◆ **Action item**:
Retype the lines from the first one in the records down to the line containing "# test: point on every instance of the reflection", counting both, and leave out any pictures.

[Dataset entries]
^^^^^^^^

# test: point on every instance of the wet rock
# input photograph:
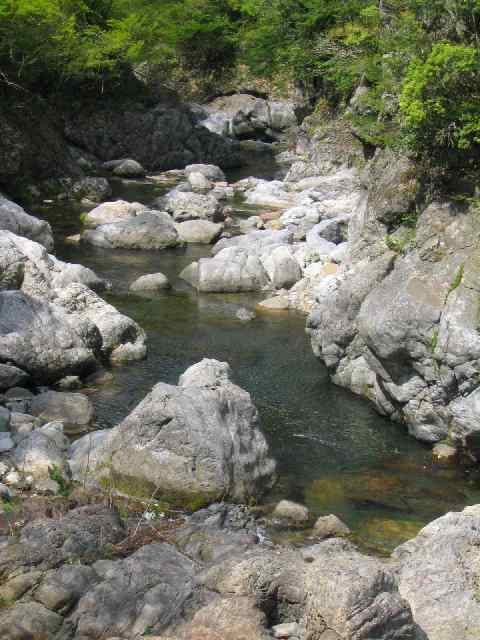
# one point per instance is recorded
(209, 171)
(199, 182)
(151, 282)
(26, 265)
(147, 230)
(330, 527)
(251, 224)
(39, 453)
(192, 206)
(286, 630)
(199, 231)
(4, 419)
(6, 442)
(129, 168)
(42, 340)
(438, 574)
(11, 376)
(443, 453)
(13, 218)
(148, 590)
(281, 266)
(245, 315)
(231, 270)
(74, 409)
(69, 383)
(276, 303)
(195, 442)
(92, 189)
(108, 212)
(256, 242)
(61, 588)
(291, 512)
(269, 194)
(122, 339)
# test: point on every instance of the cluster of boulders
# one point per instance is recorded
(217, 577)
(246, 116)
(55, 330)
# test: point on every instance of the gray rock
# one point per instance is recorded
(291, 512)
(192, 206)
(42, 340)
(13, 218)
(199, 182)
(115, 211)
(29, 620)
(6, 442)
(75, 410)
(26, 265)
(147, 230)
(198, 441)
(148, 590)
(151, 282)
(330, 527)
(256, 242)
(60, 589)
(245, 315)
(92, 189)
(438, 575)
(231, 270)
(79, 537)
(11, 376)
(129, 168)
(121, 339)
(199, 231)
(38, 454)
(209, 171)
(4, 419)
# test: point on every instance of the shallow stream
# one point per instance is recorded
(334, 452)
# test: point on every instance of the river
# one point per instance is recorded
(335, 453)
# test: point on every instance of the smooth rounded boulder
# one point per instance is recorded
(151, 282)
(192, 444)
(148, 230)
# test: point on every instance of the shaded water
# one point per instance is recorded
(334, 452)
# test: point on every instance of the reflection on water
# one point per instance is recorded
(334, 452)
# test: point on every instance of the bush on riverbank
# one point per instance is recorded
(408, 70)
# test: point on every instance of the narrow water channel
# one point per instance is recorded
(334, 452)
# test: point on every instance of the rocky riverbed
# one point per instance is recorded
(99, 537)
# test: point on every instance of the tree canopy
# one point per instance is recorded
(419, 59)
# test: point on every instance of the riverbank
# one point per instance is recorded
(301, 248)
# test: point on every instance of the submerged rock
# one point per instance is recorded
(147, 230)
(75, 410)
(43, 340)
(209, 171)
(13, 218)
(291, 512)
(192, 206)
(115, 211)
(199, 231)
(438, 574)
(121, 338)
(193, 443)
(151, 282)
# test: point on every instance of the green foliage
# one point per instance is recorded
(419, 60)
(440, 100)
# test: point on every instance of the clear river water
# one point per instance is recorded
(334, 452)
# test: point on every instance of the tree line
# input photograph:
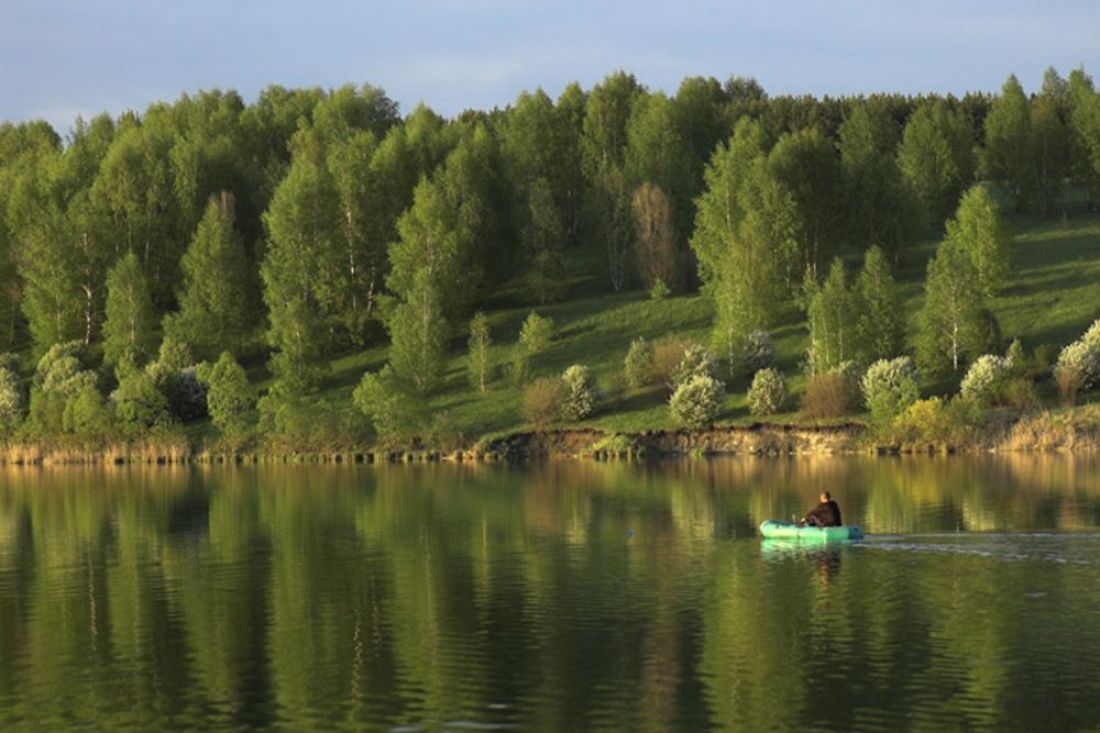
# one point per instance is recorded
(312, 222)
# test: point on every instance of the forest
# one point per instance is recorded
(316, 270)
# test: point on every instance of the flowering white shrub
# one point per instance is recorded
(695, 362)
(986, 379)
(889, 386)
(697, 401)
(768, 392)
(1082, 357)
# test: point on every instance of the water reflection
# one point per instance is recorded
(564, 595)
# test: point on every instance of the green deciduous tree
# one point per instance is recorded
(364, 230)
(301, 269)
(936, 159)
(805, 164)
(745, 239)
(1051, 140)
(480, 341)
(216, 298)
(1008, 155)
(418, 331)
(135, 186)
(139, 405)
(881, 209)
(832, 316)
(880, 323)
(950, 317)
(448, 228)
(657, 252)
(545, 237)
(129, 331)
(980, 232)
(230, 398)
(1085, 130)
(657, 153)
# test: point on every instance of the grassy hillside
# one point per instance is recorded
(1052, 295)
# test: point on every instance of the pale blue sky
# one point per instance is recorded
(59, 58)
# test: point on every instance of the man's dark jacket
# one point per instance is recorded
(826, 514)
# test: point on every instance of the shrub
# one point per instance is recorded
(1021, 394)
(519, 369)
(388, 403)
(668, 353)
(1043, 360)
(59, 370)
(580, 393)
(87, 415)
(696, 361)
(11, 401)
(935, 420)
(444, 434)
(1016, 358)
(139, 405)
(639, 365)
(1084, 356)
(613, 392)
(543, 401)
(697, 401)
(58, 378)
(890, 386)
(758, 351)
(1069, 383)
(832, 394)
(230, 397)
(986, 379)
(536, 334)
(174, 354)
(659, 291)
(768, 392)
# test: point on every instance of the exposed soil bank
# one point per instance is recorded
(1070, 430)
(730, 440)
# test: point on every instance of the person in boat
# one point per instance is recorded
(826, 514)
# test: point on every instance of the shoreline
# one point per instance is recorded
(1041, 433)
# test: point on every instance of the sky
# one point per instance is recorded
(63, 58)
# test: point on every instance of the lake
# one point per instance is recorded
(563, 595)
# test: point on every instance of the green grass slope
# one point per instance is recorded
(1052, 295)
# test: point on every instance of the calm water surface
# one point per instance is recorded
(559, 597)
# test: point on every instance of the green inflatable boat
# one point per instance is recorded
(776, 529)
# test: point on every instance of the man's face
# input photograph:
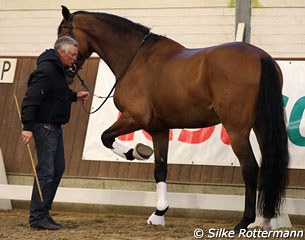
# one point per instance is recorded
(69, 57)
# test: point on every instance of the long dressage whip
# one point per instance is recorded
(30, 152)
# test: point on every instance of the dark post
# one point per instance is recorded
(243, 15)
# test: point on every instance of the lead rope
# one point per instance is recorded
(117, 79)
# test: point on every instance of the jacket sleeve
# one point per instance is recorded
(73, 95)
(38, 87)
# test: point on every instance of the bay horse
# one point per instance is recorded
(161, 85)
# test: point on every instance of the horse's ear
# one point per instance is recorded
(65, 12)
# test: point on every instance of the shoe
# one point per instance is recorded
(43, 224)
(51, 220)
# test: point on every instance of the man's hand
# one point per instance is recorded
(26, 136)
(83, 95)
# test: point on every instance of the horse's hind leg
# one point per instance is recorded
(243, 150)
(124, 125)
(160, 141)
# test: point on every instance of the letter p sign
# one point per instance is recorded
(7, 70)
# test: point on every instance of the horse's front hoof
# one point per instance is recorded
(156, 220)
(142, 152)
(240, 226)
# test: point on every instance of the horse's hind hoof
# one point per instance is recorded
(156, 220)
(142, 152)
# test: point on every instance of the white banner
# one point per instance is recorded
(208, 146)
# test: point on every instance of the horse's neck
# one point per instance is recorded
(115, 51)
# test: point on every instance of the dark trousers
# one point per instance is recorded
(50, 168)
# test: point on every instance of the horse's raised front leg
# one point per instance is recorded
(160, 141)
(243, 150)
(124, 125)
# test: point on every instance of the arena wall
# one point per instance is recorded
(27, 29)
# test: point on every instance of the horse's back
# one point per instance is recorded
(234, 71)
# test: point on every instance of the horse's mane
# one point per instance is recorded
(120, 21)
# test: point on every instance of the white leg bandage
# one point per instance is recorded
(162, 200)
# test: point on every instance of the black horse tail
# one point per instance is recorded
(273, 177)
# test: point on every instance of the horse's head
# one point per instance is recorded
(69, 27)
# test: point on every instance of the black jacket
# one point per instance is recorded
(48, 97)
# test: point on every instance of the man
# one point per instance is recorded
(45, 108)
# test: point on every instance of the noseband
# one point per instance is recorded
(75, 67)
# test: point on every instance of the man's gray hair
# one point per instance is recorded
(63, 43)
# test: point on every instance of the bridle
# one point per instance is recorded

^^^^^^^^

◆ **Response to this exercise**:
# test: point on every instance of the wet rock
# input photograph:
# one point per instance is recorded
(209, 171)
(199, 182)
(151, 282)
(26, 265)
(147, 230)
(330, 527)
(251, 224)
(39, 453)
(192, 206)
(286, 630)
(199, 231)
(4, 419)
(6, 442)
(129, 168)
(42, 340)
(438, 574)
(11, 376)
(443, 453)
(13, 218)
(148, 590)
(281, 266)
(245, 315)
(231, 270)
(74, 409)
(69, 383)
(276, 303)
(195, 442)
(92, 189)
(108, 212)
(256, 242)
(61, 588)
(291, 512)
(269, 194)
(122, 339)
# test: point on every instance of the cluster of boulders
# one point per instance is recorded
(217, 577)
(246, 116)
(55, 330)
# test: point on every instance of the gray rock
# one point per instance is recorded
(291, 512)
(192, 206)
(42, 340)
(13, 218)
(199, 182)
(115, 211)
(29, 620)
(6, 442)
(75, 410)
(26, 265)
(147, 230)
(198, 441)
(148, 590)
(151, 282)
(330, 527)
(256, 242)
(60, 589)
(245, 315)
(92, 189)
(438, 575)
(231, 270)
(79, 537)
(11, 376)
(129, 168)
(121, 339)
(199, 231)
(38, 454)
(209, 171)
(4, 419)
# test: point on every instance of the shallow stream
# one point per instance is recorded
(334, 452)
# test: point on every instance of the river
# one point per instance is recorded
(335, 453)
# test: point on every instance of the smooth rounded boulder
# one point per instance is recorded
(151, 282)
(192, 444)
(148, 230)
# test: point on every instance of the shaded water
# one point per instance is recorded
(334, 452)
# test: point on every instance of the reflection on water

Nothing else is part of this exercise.